◆ Task statement
If an entry includes an image, drop the image and copy the rest verbatim.

[Records from a data collection]

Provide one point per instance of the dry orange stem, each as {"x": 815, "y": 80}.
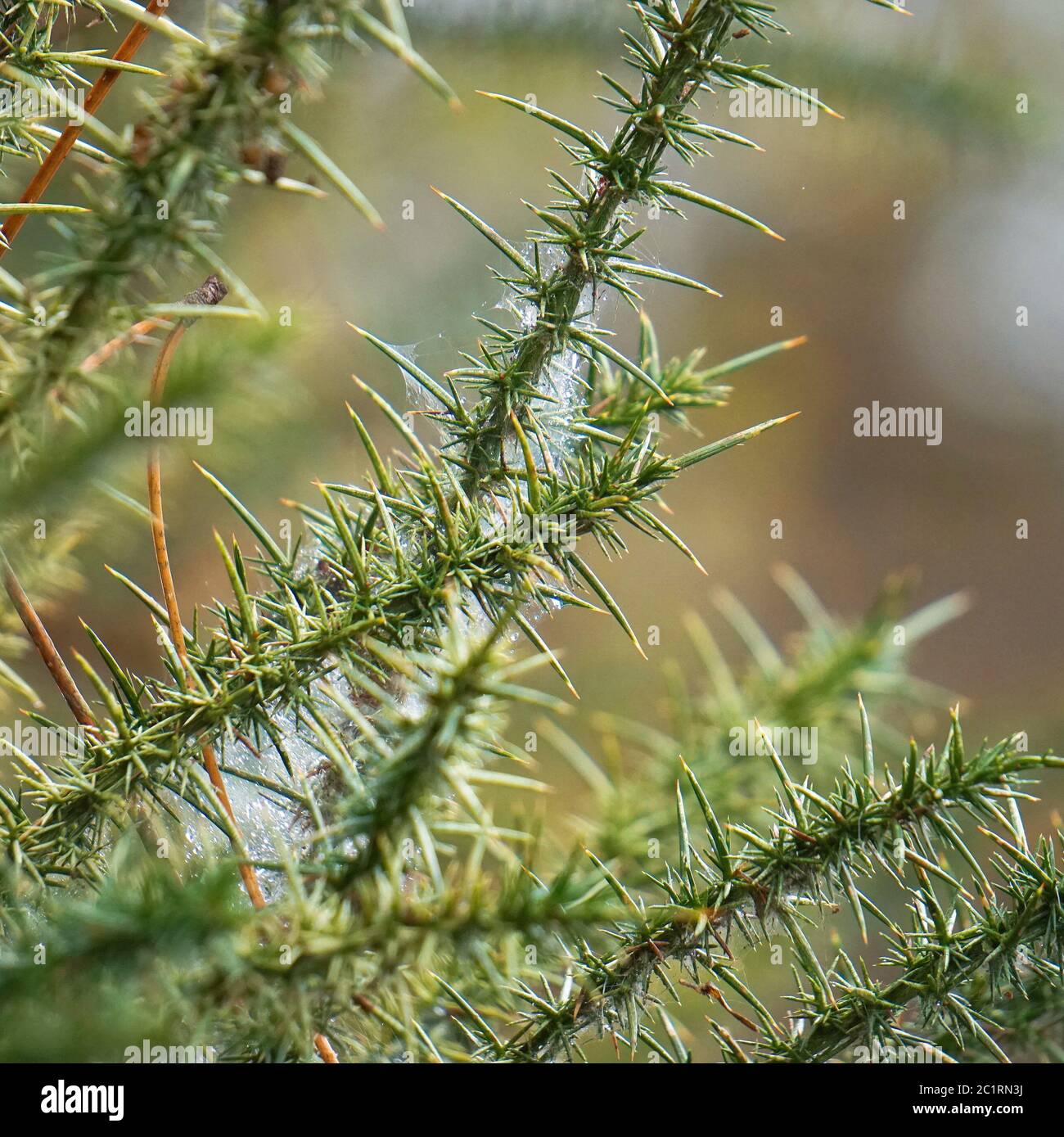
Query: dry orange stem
{"x": 63, "y": 146}
{"x": 46, "y": 648}
{"x": 169, "y": 595}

◆ Answer to the exercise
Provide one point per instance of the dry orange stem, each as {"x": 815, "y": 80}.
Query: dry orange stem
{"x": 63, "y": 146}
{"x": 46, "y": 648}
{"x": 169, "y": 595}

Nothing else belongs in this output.